Problem details »
Would you print every entry below exactly as written, omitting the images?

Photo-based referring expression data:
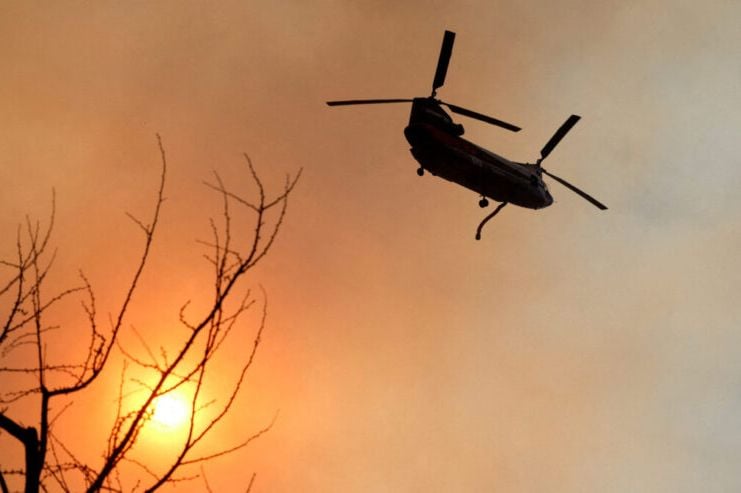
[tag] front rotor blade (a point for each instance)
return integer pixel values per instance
(583, 194)
(367, 101)
(442, 62)
(483, 118)
(560, 133)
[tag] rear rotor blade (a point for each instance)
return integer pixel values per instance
(560, 133)
(483, 118)
(367, 101)
(582, 193)
(442, 62)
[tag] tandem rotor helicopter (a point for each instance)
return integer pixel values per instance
(438, 147)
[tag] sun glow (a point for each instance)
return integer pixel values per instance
(171, 411)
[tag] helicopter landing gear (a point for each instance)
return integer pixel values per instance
(486, 219)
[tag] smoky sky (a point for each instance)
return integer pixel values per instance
(569, 350)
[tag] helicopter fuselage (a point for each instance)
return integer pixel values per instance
(439, 148)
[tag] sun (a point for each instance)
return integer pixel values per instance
(171, 411)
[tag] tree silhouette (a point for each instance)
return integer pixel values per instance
(49, 463)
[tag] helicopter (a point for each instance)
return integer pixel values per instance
(437, 145)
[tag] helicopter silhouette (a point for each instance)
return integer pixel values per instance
(438, 147)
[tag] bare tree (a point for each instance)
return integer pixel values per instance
(49, 462)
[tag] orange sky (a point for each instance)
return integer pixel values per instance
(569, 350)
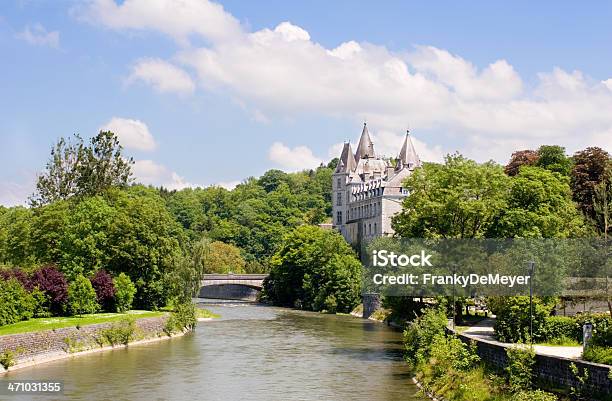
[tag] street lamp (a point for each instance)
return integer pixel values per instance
(531, 271)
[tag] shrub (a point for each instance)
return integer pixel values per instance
(82, 296)
(121, 332)
(598, 354)
(183, 317)
(513, 321)
(102, 283)
(420, 334)
(534, 395)
(53, 283)
(16, 304)
(7, 359)
(561, 327)
(450, 353)
(124, 292)
(519, 368)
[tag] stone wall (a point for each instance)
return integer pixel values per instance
(555, 372)
(52, 343)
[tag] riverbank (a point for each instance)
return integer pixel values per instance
(22, 350)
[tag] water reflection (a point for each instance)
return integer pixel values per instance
(251, 353)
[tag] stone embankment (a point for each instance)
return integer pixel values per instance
(27, 349)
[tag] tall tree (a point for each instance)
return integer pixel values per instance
(520, 158)
(76, 169)
(457, 199)
(589, 169)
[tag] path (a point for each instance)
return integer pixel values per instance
(483, 330)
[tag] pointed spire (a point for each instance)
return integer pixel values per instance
(365, 147)
(347, 160)
(408, 156)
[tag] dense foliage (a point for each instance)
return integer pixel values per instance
(314, 269)
(82, 296)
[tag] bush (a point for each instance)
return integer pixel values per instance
(519, 368)
(82, 296)
(534, 395)
(16, 304)
(102, 283)
(124, 292)
(183, 317)
(561, 327)
(121, 332)
(53, 283)
(512, 323)
(420, 334)
(598, 354)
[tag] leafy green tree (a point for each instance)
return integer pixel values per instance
(539, 205)
(314, 269)
(124, 292)
(553, 158)
(76, 169)
(520, 158)
(590, 167)
(457, 199)
(223, 258)
(82, 296)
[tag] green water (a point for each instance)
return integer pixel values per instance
(251, 353)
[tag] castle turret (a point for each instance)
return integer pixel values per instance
(408, 158)
(365, 149)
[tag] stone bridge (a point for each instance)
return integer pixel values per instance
(244, 287)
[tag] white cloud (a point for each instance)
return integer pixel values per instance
(162, 76)
(39, 36)
(150, 173)
(282, 71)
(132, 134)
(297, 158)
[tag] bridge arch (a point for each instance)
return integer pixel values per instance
(244, 287)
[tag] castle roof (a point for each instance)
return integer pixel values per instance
(366, 146)
(408, 156)
(347, 160)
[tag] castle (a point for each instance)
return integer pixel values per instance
(367, 190)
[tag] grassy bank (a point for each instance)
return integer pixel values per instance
(40, 324)
(206, 314)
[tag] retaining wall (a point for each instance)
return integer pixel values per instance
(51, 344)
(553, 371)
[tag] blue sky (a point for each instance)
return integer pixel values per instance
(208, 93)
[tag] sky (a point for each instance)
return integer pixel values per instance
(208, 93)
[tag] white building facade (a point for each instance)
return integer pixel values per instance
(367, 190)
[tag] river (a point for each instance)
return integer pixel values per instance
(251, 353)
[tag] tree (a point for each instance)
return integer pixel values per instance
(223, 258)
(539, 205)
(53, 283)
(520, 158)
(124, 292)
(102, 282)
(314, 269)
(553, 158)
(76, 169)
(590, 166)
(457, 199)
(82, 296)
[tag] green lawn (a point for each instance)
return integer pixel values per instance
(48, 323)
(205, 313)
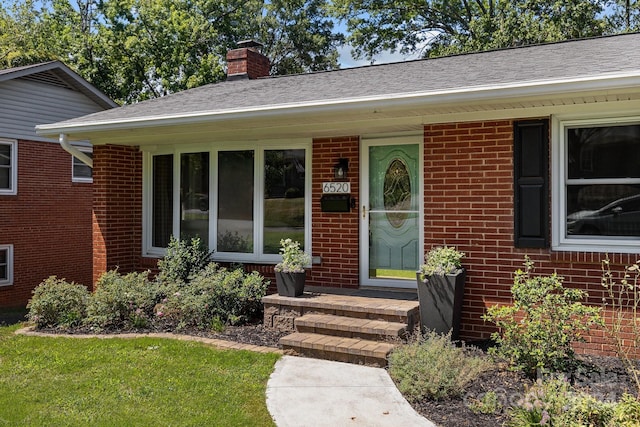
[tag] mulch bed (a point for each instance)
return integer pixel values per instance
(604, 377)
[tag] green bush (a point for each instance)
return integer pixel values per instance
(555, 403)
(184, 259)
(215, 295)
(538, 329)
(433, 367)
(627, 412)
(123, 302)
(56, 302)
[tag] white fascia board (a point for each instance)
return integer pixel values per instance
(542, 88)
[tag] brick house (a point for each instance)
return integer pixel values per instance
(45, 193)
(525, 151)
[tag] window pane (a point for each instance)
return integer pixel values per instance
(162, 200)
(607, 210)
(194, 196)
(5, 178)
(235, 201)
(604, 152)
(283, 198)
(80, 170)
(5, 155)
(4, 275)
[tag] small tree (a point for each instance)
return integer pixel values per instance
(537, 331)
(622, 325)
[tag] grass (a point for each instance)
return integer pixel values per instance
(144, 381)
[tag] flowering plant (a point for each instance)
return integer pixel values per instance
(294, 259)
(441, 261)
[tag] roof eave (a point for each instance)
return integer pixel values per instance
(497, 93)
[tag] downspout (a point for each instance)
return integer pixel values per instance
(74, 151)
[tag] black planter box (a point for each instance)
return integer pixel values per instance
(290, 284)
(441, 302)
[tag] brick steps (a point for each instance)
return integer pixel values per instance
(341, 349)
(346, 328)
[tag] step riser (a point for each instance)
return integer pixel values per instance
(335, 356)
(350, 334)
(282, 318)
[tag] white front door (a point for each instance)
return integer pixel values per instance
(391, 212)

Response »
[tag] front rotor blade (a point for each instance)
return integer pixel values per instance
(583, 194)
(367, 101)
(442, 62)
(483, 118)
(560, 133)
[tag] rear rotor blade (a point for each instance)
return integer pixel values per instance
(560, 133)
(483, 118)
(367, 101)
(582, 193)
(442, 62)
[tag] tandem rotor helicopter (a point for each instance)
return integer pixel values per instance
(438, 147)
[tag] sun glow (a point for each instance)
return integer pixel values per instance
(171, 411)
[tag] helicopter landing gear (a point for each instance)
return integer pixel values per instance
(486, 219)
[tag] smoky sky (a point for each instance)
return integer pixel values per instance
(569, 350)
[tag] helicopter fuselage (a point for each instance)
return integer pixel values per instance
(439, 148)
[tag] sun (a point for each instance)
return integer pixel values per instance
(171, 411)
[tag] tree silhouette (a point for each instance)
return integer pixel values per instance
(49, 463)
[tag] helicopter (a point for each instance)
return integer pixel values per instance
(437, 145)
[tag] helicopter silhouette (a point for each instance)
return integer pixel values per instance
(438, 147)
[tag] bare tree (a point for each instance)
return integer pixel values per instance
(49, 462)
[tag] orange sky (a point for each instance)
return integer pixel values per instance
(569, 350)
[tag] street lamp (a point for each instance)
return integer pixel values per instance
(531, 271)
[tag] shrub (a point for each instance)
return integer pixel values per instance
(82, 296)
(121, 332)
(598, 354)
(183, 317)
(513, 321)
(102, 283)
(420, 334)
(534, 395)
(53, 283)
(16, 304)
(7, 359)
(561, 327)
(450, 353)
(124, 292)
(519, 368)
[tag] stone wall (a point for each instance)
return integer pixel values per instance
(555, 372)
(52, 343)
[tag] riverbank (a point for each instance)
return integer pixel values per instance
(22, 350)
[tag] water reflection (a point for each instance)
return integer pixel values per instance
(251, 353)
[tag] stone embankment (a point for each instance)
return integer pixel values per instance
(27, 349)
[tag] tall tree (a point for each instance)
return integer pixel values per instance
(520, 158)
(76, 169)
(457, 199)
(589, 169)
[tag] path (a point for each instance)
return integer pixel values per instance
(483, 330)
[tag] pointed spire (a point for each instance)
return integer pixel values per instance
(365, 147)
(347, 160)
(408, 156)
[tag] dense foliage (a point for each instance)
return integer pixel values per instance
(314, 269)
(82, 296)
[tag] bush (a point for each instance)
return integer pixel values per instance
(519, 368)
(82, 296)
(534, 395)
(16, 304)
(102, 283)
(124, 292)
(183, 317)
(561, 327)
(121, 332)
(53, 283)
(512, 323)
(420, 334)
(598, 354)
[tag] leafy green tree (a point for each instance)
return integer pixel values per instance
(539, 205)
(314, 269)
(124, 292)
(553, 158)
(76, 169)
(520, 158)
(590, 167)
(457, 199)
(223, 258)
(82, 296)
[tag] green water (a point for each instance)
return integer pixel values per instance
(251, 353)
[tag] castle turret (a point for each instance)
return integer pixel values per instance
(408, 158)
(365, 149)
[tag] stone bridge (a point for each instance)
return integer pixel values per instance
(244, 287)
[tag] white cloud (a point for each instance)
return integer pixel values per instance
(162, 76)
(39, 36)
(150, 173)
(282, 71)
(132, 134)
(297, 158)
[tag] bridge arch (a point for each instance)
return integer pixel values per instance
(244, 287)
[tag] castle roof (a point for each instance)
return integer pixel values per instance
(366, 146)
(408, 156)
(347, 160)
[tag] castle (a point for each instance)
return integer pixel values per instance
(367, 190)
[tag] grassy bank (a point for each instance)
return integer pixel values per instance
(40, 324)
(206, 314)
[tag] retaining wall (a point for each instance)
return integer pixel values per instance
(51, 344)
(553, 371)
[tag] blue sky (a point for each instance)
return integer pixel values per instance
(208, 93)
[tag] sky (a point for each instance)
return integer pixel values per instance
(208, 93)
[tag] white building facade (a point for each instance)
return integer pixel values per instance
(367, 190)
[tag] river (a point for each instance)
return integer pixel values per instance
(251, 353)
[tag] tree (a point for each instance)
return integer pixel values per instance
(223, 258)
(539, 205)
(53, 283)
(520, 158)
(124, 292)
(102, 282)
(314, 269)
(553, 158)
(76, 169)
(590, 166)
(457, 199)
(82, 296)
[tag] green lawn (a point for each instance)
return integer pixel values per instance
(48, 323)
(205, 313)
[tag] mulch bed (a point for each instance)
return integer pixel values per instance
(604, 377)
[tag] green bush (a point for each instance)
return integer pixel values per instance
(555, 403)
(184, 259)
(215, 295)
(538, 329)
(433, 367)
(627, 412)
(123, 302)
(56, 302)
[tag] white fascia board (a point for each instance)
return integer pixel values per instance
(542, 88)
[tag] brick house (a point for each instance)
return integer pixel values per instance
(45, 193)
(525, 151)
[tag] window pane (a point for each instance)
return integer pixel values per instance
(162, 200)
(607, 210)
(194, 196)
(5, 178)
(235, 201)
(604, 152)
(283, 198)
(80, 170)
(5, 155)
(4, 275)
[tag] small tree (a point for each instance)
return integer pixel values per instance
(537, 331)
(622, 325)
[tag] grass (a point for each instance)
return integer pixel values per instance
(144, 381)
[tag] flowering plant (a point for each instance)
return integer pixel values per instance
(294, 259)
(441, 261)
[tag] roof eave (a point for each instance)
return integer pixel values per instance
(497, 93)
[tag] downspout (a point for each instance)
return integer pixel values per instance
(74, 151)
[tag] black planter box (a point for each instance)
return integer pixel values per instance
(290, 284)
(441, 302)
[tag] brick steps (a point for each instance)
return integer pixel values per instance
(341, 349)
(346, 328)
[tag] step riser (a point for each instance)
return integer pixel values per instance
(335, 356)
(350, 334)
(282, 318)
[tag] white front door (a point for each instance)
return integer pixel values per instance
(391, 212)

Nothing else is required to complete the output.